## BEGIN PAGE

Ladies and Gentlemen,

It is a pleasure for me to be part of this session to award the 2012 Germán Bernácer Prize to Nicholas Bloom, Professor of Economics at Stanford University. Nicholas Bloom has made influential contributions to the academic debate in two broad areas, both of which are of great relevance for central bank policy-makers. First, his research on the effects of policy and economic uncertainty on business cycles helped us understand better some of the key contributing factors to the protracted slump in output during what has become known as the Great Recession. Second, his research on the determinants of good management practices at the firm level provided important insights on how to support long-term economic growth and competitiveness, including in the European context.

The financial and economic crisis that started in the summer of 2007 brought about unprecedented challenges for central bank policy-makers. Some well-accepted paradigms and widely used models have come to be questioned. It is thus an important responsibility of a central bank to ensure that relevant new insights from academic research find their way into the actual conduct of monetary policy. The Eurosystem attempts to cope with this responsibility by fostering a constant intellectual exchange with the research community. The ECB organises many seminars, conferences and workshops where the most recent research findings can be discussed, and invites leading scholars to visit and conduct research in the ECB, for example by means of the Wim Duisenberg Fellowship. Moreover, the ECB supports promising young researchers by funding five Lamfalussy Fellowships each year. The aim is to promote policy-relevant research that meets the highest academic standards. The ECB also leads and co-ordinates research efforts through Eurosystem research networks to obtain research output which is necessary for ECB decision-making but which is as of yet unavailable at universities or other research institutes. I will come back to activities of one such research network at the end of my remarks.

## END PAGE
## BEGIN DATA ROWS

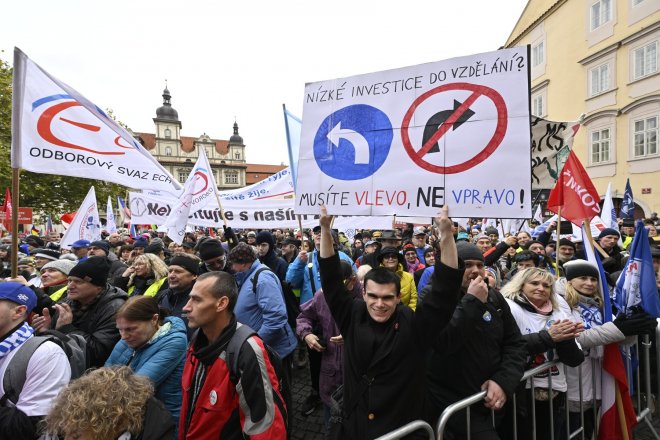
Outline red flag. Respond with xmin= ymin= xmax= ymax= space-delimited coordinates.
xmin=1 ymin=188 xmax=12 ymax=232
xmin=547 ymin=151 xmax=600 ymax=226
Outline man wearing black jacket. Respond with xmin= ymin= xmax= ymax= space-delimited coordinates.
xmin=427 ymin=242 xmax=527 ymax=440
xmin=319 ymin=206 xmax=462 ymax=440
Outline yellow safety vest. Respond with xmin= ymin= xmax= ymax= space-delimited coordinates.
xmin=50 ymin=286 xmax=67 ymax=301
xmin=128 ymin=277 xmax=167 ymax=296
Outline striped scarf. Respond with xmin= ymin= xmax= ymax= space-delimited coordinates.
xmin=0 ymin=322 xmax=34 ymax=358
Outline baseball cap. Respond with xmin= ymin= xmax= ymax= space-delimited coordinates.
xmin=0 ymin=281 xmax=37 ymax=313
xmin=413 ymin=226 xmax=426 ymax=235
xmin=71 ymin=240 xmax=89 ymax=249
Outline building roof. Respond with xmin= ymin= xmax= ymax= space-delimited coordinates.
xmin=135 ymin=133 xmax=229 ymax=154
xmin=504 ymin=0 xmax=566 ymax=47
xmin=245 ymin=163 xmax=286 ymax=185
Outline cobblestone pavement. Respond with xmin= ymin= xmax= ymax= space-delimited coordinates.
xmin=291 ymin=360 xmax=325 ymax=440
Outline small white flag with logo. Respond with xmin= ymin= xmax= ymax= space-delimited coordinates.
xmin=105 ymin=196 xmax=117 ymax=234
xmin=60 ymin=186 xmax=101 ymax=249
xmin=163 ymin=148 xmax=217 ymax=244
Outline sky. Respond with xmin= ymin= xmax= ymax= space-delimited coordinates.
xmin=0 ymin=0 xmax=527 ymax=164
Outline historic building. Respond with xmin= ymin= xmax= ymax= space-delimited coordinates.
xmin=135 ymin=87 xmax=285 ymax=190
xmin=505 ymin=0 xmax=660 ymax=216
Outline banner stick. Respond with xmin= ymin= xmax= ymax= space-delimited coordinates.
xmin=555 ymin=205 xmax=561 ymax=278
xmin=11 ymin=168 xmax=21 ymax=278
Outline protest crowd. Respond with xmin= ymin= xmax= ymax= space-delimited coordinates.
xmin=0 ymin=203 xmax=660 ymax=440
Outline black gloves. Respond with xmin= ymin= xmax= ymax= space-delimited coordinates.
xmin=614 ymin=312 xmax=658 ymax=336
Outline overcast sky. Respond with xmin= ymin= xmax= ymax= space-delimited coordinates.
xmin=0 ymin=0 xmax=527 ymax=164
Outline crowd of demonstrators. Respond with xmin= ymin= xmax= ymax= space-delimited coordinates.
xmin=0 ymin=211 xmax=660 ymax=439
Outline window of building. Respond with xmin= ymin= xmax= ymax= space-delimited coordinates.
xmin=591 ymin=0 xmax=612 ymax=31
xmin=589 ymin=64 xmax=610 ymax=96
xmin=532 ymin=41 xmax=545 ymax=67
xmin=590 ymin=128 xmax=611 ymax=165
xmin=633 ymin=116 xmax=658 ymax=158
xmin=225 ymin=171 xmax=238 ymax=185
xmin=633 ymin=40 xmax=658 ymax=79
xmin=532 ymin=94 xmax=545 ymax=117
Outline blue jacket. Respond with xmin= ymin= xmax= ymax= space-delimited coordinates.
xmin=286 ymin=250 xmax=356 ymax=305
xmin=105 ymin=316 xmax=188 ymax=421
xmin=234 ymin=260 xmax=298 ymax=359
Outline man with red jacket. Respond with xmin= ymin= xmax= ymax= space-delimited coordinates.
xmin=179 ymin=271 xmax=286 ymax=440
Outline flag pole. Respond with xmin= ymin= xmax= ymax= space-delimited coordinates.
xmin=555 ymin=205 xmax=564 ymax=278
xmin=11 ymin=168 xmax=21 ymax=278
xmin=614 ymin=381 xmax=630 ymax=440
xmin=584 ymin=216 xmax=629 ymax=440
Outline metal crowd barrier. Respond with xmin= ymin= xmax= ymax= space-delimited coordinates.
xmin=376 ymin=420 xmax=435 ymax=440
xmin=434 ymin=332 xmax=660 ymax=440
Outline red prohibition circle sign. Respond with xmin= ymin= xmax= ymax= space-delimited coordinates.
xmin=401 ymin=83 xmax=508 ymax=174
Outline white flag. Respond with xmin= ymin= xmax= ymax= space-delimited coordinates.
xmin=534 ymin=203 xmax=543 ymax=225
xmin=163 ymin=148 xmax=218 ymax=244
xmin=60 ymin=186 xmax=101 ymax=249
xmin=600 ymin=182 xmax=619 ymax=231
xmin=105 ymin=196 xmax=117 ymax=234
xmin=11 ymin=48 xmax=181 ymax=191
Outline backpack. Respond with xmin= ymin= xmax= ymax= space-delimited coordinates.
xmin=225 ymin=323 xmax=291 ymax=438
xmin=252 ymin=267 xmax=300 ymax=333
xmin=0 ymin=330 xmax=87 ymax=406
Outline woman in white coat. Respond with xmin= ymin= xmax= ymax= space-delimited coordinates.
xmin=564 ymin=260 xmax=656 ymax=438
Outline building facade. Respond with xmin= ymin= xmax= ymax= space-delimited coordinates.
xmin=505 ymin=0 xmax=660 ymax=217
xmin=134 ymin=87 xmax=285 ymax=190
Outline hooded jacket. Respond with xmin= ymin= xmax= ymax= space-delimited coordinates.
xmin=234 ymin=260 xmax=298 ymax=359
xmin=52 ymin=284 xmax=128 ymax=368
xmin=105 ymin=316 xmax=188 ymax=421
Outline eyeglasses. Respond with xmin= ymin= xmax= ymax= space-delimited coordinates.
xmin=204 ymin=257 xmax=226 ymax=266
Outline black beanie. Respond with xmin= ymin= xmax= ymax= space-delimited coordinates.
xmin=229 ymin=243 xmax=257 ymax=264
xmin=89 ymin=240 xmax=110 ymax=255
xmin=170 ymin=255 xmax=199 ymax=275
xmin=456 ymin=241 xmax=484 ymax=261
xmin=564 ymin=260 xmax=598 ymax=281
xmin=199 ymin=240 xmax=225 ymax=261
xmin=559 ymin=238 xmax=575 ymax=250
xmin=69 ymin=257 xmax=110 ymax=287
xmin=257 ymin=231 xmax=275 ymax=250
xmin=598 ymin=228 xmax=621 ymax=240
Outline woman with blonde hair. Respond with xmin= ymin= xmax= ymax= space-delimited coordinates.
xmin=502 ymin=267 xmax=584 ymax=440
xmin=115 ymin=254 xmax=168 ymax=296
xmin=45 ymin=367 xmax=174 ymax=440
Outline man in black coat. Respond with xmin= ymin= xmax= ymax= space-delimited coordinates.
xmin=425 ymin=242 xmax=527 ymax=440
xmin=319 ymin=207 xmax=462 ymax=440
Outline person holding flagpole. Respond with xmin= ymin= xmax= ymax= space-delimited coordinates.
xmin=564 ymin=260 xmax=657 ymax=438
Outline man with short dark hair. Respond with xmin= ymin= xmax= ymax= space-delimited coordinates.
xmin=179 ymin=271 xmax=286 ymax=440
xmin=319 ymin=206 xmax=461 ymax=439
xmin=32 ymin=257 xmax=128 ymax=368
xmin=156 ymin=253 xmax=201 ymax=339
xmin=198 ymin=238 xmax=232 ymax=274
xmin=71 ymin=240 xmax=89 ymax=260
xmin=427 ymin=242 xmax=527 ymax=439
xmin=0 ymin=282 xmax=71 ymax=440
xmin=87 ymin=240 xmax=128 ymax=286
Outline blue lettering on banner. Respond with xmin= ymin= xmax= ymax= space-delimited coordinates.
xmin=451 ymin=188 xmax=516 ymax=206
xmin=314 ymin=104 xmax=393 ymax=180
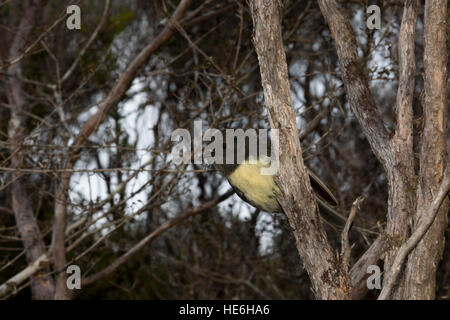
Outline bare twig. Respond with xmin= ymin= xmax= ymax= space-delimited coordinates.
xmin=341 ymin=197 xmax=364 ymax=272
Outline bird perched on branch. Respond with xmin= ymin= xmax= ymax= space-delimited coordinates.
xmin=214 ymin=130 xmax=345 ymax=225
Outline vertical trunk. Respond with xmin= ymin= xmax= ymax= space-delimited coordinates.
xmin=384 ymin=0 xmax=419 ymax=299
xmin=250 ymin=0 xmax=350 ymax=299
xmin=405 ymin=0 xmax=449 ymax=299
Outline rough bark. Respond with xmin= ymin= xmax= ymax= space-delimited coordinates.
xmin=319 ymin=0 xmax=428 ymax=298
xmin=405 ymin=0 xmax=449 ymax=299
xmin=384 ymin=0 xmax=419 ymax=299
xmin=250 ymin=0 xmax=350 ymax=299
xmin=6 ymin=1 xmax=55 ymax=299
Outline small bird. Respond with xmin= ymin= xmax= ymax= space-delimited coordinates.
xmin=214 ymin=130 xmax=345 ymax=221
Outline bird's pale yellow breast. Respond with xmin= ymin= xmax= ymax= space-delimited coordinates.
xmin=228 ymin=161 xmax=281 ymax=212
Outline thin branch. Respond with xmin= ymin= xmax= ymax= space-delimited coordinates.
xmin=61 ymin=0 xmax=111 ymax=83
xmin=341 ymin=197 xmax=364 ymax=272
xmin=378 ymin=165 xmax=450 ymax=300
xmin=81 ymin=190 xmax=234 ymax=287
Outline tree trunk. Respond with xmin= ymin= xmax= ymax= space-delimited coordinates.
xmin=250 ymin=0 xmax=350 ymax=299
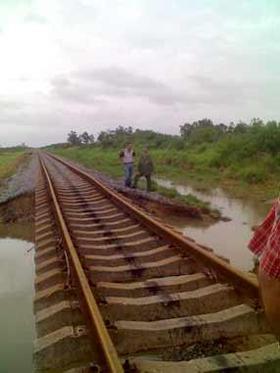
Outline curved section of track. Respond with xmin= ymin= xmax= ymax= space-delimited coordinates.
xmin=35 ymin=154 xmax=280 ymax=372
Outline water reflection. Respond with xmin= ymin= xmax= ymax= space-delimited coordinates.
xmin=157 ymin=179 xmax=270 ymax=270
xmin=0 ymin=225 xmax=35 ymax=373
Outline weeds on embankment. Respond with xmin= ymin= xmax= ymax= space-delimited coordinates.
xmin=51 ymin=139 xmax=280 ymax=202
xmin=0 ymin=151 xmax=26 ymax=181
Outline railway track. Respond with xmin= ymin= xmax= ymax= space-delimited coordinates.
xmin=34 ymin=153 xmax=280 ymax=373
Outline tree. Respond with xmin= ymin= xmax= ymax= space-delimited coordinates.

## END DATA ROWS

▶ [SET OF TASKS]
(a) Answer these questions from the speech on the Germán Bernácer Prize, one answer per line:
(i) At which university is Nicholas Bloom a professor of economics?
(ii) When did the financial and economic crisis start?
(iii) How many Lamfalussy Fellowships does the ECB fund each year?
(b) Carry on the speech on the Germán Bernácer Prize from the point where it ends.
The lines have no role in this work.

▶ [RESULTS BY TASK]
(a)
(i) Stanford University
(ii) In the summer of 2007
(iii) Five

(b)
Research by Nicholas Bloom analysing the effects of uncertainty shocks on the economy is a prime example of a policy-relevant research output. Published in Econometrica in 2009, it could not be more timely. [1] The unprecedented level of uncertainty has been one of the key distinguishing features of the Great Recession. Economic uncertainty refers to an environment in which little or nothing is known about the future state of the economy. There is a variety of sources of economic uncertainty, ranging from wars, acts of terrorism and natural disasters to changes in economic and financial policies. Professor Bloom highlighted the adverse effects of heightened uncertainty on economic activity. Uncertainty leads firms to cut back or defer hiring and investment decisions. It also drives consumers to put off buying new goods. As a result, uncertainty can escalate financial stress and recession, as well as stall labour market recovery. [2] What was new was the attempt to measure general and event uncertainty through a variety of indicators, avoid the trap of reverse causation with the economic fluctuations it was trying to explain and insert the variable in a DSGE model.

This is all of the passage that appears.